> **Exercise requirements**
Copy every one of the entries below line for line, omitting the pictures.

> **Input**
::::

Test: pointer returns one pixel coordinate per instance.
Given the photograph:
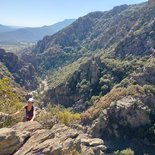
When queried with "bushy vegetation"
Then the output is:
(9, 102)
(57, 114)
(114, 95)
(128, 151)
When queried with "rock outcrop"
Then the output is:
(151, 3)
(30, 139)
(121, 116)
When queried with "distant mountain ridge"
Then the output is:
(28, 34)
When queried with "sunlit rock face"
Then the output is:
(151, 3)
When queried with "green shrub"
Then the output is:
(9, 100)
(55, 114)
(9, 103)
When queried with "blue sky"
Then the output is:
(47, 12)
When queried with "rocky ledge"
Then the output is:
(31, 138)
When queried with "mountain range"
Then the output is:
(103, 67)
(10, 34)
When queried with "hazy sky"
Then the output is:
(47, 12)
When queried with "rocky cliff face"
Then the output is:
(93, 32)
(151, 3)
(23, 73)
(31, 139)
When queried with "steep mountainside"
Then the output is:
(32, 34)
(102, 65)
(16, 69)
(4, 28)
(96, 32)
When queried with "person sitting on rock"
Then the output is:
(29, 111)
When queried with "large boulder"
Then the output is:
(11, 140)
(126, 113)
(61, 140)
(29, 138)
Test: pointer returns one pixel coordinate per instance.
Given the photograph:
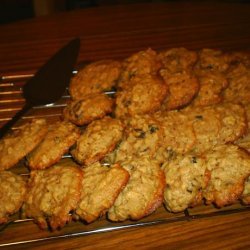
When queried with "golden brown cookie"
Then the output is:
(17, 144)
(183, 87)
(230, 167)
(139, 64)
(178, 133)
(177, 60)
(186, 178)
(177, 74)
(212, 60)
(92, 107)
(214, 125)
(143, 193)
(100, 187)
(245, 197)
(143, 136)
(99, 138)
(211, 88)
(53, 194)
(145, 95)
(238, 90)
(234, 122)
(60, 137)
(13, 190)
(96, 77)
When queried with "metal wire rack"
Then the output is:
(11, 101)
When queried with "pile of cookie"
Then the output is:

::::

> **Exercise response**
Test: pointer returns one pixel coordinate per instance.
Given the photograph:
When queried with "bushy vegetation"
Then the output is:
(9, 102)
(57, 114)
(114, 95)
(128, 151)
When queried with "rock outcrop"
Then the output is:
(151, 3)
(30, 139)
(121, 116)
When queried with "distant mountain ridge"
Then the output is:
(28, 34)
When queried with "sunlit rock face"
Then the output is:
(151, 3)
When queried with "green shrub"
Then the output is:
(9, 100)
(55, 114)
(9, 103)
When queried with "blue sky"
Then the output is:
(47, 12)
When queried with "rocky ledge"
Then the output is:
(31, 138)
When queried with "mountain range"
Then the output is:
(103, 67)
(10, 34)
When queried with "hazy sky"
Then the output is:
(47, 12)
When queried with "rocky cliff face"
Then the output is:
(93, 32)
(151, 3)
(23, 73)
(31, 139)
When queried with "steep mountainside"
Then the output is:
(32, 34)
(102, 65)
(16, 69)
(4, 28)
(96, 32)
When queried with "person sitting on rock"
Then the output is:
(29, 111)
When queried with "large boulder"
Then the output is:
(11, 140)
(126, 113)
(61, 140)
(29, 138)
Test: pointer returns one pixel coordinate per instance.
Given the photograph:
When queried with "golden brown cookie"
Then the output is:
(17, 144)
(183, 87)
(230, 167)
(139, 64)
(178, 133)
(177, 60)
(186, 178)
(177, 74)
(212, 60)
(92, 107)
(214, 125)
(143, 193)
(100, 187)
(245, 197)
(143, 136)
(99, 138)
(211, 88)
(53, 194)
(145, 95)
(238, 90)
(234, 122)
(60, 137)
(13, 190)
(96, 77)
When queried with "metal wire rack"
Then the output is:
(11, 101)
When queried with "pile of cookie"
Then the output is:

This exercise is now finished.